Copy out the entries below precisely; nothing is to be omitted.
□ □ □ □
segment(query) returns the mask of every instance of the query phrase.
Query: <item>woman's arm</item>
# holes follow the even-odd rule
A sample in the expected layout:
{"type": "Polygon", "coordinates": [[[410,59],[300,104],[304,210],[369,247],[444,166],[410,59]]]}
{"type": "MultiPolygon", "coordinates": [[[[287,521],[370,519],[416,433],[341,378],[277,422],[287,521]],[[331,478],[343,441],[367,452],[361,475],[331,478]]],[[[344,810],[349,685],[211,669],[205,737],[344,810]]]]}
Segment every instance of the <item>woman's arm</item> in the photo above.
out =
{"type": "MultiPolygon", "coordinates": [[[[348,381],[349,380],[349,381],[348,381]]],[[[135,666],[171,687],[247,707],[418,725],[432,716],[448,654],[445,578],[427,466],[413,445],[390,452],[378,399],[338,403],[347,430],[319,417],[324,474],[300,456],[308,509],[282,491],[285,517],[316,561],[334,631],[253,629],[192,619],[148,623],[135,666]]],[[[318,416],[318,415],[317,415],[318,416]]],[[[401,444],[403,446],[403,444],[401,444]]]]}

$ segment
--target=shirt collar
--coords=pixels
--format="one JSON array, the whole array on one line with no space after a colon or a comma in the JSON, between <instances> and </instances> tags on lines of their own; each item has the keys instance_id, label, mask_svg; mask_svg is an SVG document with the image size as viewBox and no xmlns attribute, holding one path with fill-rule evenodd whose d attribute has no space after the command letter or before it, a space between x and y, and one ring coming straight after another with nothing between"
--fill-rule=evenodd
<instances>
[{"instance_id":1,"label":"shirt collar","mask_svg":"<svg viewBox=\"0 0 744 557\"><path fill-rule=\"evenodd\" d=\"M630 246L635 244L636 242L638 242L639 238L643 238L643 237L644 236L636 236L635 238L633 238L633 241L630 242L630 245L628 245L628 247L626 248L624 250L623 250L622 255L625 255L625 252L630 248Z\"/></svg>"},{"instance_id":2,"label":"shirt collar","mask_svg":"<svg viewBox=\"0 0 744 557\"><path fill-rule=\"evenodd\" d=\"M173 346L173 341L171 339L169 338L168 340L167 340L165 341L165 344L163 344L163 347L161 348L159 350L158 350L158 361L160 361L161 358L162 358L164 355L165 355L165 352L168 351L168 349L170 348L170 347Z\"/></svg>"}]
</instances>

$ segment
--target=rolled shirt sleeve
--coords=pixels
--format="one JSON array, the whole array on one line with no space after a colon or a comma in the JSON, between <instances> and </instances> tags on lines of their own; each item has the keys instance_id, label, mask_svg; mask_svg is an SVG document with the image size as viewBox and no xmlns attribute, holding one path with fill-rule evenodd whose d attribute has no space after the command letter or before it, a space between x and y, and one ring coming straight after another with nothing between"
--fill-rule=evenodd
□ □ □ □
Answer to this task —
segment(query) returns the mask of every instance of the query phrase.
Query: <item>woman's arm</item>
# holes follow the even-odd rule
A sample in the expected layout:
{"type": "Polygon", "coordinates": [[[410,59],[300,104],[304,210],[369,247],[444,166],[410,59]]]}
{"type": "MultiPolygon", "coordinates": [[[[287,521],[370,519],[416,433],[341,378],[277,422],[287,521]],[[331,478],[343,441],[367,452],[361,475],[331,478]]],[[[344,810],[349,685],[211,669],[205,737],[344,810]]]]}
Segment every instance of the <item>woman's arm</item> in the photo above.
out =
{"type": "MultiPolygon", "coordinates": [[[[348,381],[349,380],[349,381],[348,381]]],[[[135,666],[171,687],[247,707],[418,725],[432,716],[448,654],[445,578],[427,466],[413,445],[390,452],[378,399],[338,403],[347,430],[319,417],[324,474],[300,456],[308,509],[282,491],[285,517],[316,561],[334,631],[253,629],[192,619],[148,623],[135,666]]],[[[318,416],[318,415],[317,415],[318,416]]],[[[401,444],[403,446],[403,444],[401,444]]]]}

$ segment
--target=shirt collar
--coords=pixels
--format="one JSON array, the whole array on one line with no space after a colon or a comma in the JSON, between <instances> and </instances> tags on lines of their own; each item has the keys instance_id, label, mask_svg; mask_svg is an SVG document with the image size as viewBox and no xmlns attribute, holding one path with fill-rule evenodd whose d attribute has no space after the command letter or before it, a space between x and y, and one ring coming straight after another with nothing between"
--fill-rule=evenodd
<instances>
[{"instance_id":1,"label":"shirt collar","mask_svg":"<svg viewBox=\"0 0 744 557\"><path fill-rule=\"evenodd\" d=\"M630 246L635 244L636 242L638 242L639 238L643 238L643 237L644 236L636 236L635 238L633 238L633 241L630 242L630 245L628 245L628 247L626 248L624 250L623 250L622 255L625 255L625 252L630 248Z\"/></svg>"},{"instance_id":2,"label":"shirt collar","mask_svg":"<svg viewBox=\"0 0 744 557\"><path fill-rule=\"evenodd\" d=\"M173 346L173 341L171 339L169 338L168 340L167 340L165 341L165 344L163 344L163 347L161 348L159 350L158 350L158 361L160 361L161 358L162 358L164 355L165 355L165 352L168 351L168 349L170 348L170 347Z\"/></svg>"}]
</instances>

$ segment
--target=rolled shirt sleeve
--coords=pixels
--format="one JSON array, the whole array on one line with no space after a colon or a comma in the JSON, between <instances> and </instances> tags on lines of their own; each item has the keys instance_id, label, mask_svg; mask_svg is an SVG document with the image size as viewBox and no xmlns attribute, holding one path with fill-rule evenodd whose d attribute has no space after the command letter or before it, a space between x and y, and one ring coming straight after another with nothing between"
--fill-rule=evenodd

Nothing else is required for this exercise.